══ Records supplied
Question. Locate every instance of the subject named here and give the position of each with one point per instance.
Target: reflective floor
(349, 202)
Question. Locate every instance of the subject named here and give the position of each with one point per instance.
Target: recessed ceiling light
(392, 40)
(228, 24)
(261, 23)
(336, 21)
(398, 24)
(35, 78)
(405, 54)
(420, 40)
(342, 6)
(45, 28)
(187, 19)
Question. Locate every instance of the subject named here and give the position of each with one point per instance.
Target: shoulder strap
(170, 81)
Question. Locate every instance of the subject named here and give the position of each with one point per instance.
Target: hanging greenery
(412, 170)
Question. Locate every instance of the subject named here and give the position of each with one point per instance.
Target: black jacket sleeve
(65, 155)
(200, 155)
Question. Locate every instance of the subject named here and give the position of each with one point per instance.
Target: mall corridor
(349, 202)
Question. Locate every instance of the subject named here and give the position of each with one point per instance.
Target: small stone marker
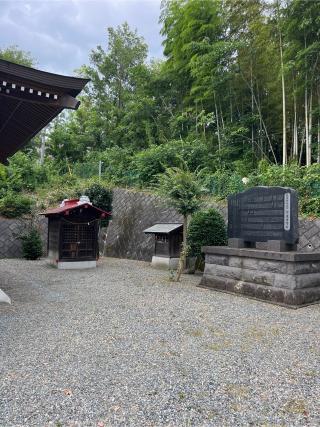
(264, 214)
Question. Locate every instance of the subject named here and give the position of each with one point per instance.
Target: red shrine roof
(71, 204)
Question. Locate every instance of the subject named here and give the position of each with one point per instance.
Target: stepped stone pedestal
(286, 278)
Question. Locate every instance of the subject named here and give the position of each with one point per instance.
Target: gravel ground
(121, 345)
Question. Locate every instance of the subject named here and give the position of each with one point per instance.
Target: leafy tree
(182, 189)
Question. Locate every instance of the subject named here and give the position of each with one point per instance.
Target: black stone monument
(264, 214)
(277, 273)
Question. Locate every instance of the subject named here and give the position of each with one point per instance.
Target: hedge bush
(32, 245)
(15, 205)
(207, 228)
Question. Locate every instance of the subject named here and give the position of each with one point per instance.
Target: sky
(59, 34)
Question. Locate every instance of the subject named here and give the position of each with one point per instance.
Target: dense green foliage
(206, 228)
(32, 244)
(181, 188)
(236, 95)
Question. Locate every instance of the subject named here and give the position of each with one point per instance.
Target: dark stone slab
(256, 253)
(263, 214)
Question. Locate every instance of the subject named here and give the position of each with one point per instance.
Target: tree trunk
(284, 118)
(295, 129)
(217, 120)
(184, 251)
(308, 156)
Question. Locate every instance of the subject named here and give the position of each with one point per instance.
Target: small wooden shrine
(73, 233)
(167, 247)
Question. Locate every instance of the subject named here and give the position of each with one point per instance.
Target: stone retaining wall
(12, 229)
(135, 211)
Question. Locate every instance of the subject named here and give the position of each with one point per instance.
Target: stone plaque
(263, 214)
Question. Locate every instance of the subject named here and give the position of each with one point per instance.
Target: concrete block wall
(133, 211)
(12, 229)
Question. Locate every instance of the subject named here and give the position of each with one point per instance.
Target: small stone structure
(167, 246)
(278, 274)
(73, 234)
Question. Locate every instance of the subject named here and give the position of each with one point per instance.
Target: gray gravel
(123, 346)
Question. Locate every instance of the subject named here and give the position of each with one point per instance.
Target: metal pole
(100, 169)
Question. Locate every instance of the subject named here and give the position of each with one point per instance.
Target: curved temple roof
(29, 100)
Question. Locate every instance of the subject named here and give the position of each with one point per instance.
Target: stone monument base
(286, 278)
(166, 263)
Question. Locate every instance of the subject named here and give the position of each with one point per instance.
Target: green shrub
(24, 173)
(310, 206)
(207, 228)
(32, 244)
(15, 205)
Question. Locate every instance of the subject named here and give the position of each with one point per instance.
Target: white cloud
(61, 33)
════
## Task objective:
When a record holds a picture, leave that picture out; copy the rest verbatim.

## Response area:
Question. Locate every instance of the subject named here and give the position of each with one point per instance.
Target: reflective floor
(349, 202)
Question. Locate every instance of the subject named here and give the position of each with one point per instance.
Target: recessed ceiling light
(392, 40)
(228, 24)
(261, 23)
(336, 21)
(398, 24)
(35, 78)
(405, 54)
(420, 40)
(342, 6)
(45, 28)
(187, 19)
Question. Locate every instance of the subject named here and give the position of each with one point per instance.
Target: shoulder strap
(170, 81)
Question. Locate every instance of the subject named here and give the position of each with one point per instance.
Target: hanging greenery
(412, 170)
Question. Locate every instance of the subject named here and give the position of each with one point per instance.
Target: black jacket sleeve
(65, 155)
(200, 155)
Question. Locate every instance of the subject named here and give the position of each with one point per instance.
Target: mall corridor
(349, 202)
Question. Locate every instance of the subject named here and give the position of each with one point per instance.
Target: small stone marker
(264, 214)
Question. Locate every instance of the subject named here and give the position of each with one point per instance.
Target: red shrine roof
(71, 204)
Question. Locate every instance of the subject named here and give the position of each with one point per instance.
Target: stepped stone pedestal
(286, 278)
Question. Locate every instance of the subject named here and give the position of each with one point per instance.
Target: gravel ground
(121, 345)
Question. Locate every instance of the subject named here and give the position of each with one point per instance.
Target: leafy tree
(182, 189)
Question. Locate every instance of the subject named here and give the position of each with one point per instance.
Target: black stone monument
(264, 214)
(277, 273)
Question. Locate every instance of the subject named here and give the position of each with one point per instance.
Target: hedge bush
(32, 245)
(15, 205)
(207, 228)
Question. Locate every instance of the subject named here and give the position of each with one point per instance.
Target: sky
(59, 34)
Question. Locate every instance of the subject named here and give the position of each with one point per instance.
Target: dense green foliage
(206, 228)
(32, 244)
(181, 188)
(236, 95)
Question. Locate every instance of the subject named here and give the position of each with one point per instance.
Target: dark stone slab
(256, 253)
(263, 214)
Question. Locate every instance of the subject named here and give the position of each with one point per instance.
Target: tree trunk
(284, 118)
(295, 129)
(217, 120)
(184, 251)
(308, 156)
Question. Locate every instance of the subject named here and give the position of each with one point per instance.
Target: small wooden shrine
(73, 233)
(167, 247)
Question. Locate every instance of the subject named here and give the position of each with one point per instance.
Target: stone retaining wall
(12, 229)
(135, 211)
Question. Locate every instance of the subject named here and give the position of each with one point per instance.
Target: stone plaque
(263, 214)
Question. Locate every instance of the subject named here and give the position of each with one point per instance.
Target: concrete block wall
(133, 211)
(12, 229)
Question. Locate every instance of the subject named here and give the position of each with one point per instance.
Target: small stone structure
(167, 246)
(278, 274)
(73, 234)
Question. Locate every instance of the subject named here and give the position of each with one point per instance.
Target: gray gravel
(123, 346)
Question. Locate every instance of the subject named here and give the position of each with one point per instance.
Target: metal pole
(100, 169)
Question. Locate every instance of the subject named here and give the position of each with one point per instance.
Target: curved temple roof
(29, 100)
Question. Locate every instance of the subject named here and give the position of each with one point per instance.
Target: stone monument base
(286, 278)
(166, 263)
Question. Locate every instance of the subject named here and give the position of each with one point per instance.
Target: green shrub
(24, 173)
(310, 206)
(207, 228)
(32, 244)
(15, 205)
Question. Locate every instance of the subject named here and give the position of each with one point per instance.
Target: white cloud
(61, 33)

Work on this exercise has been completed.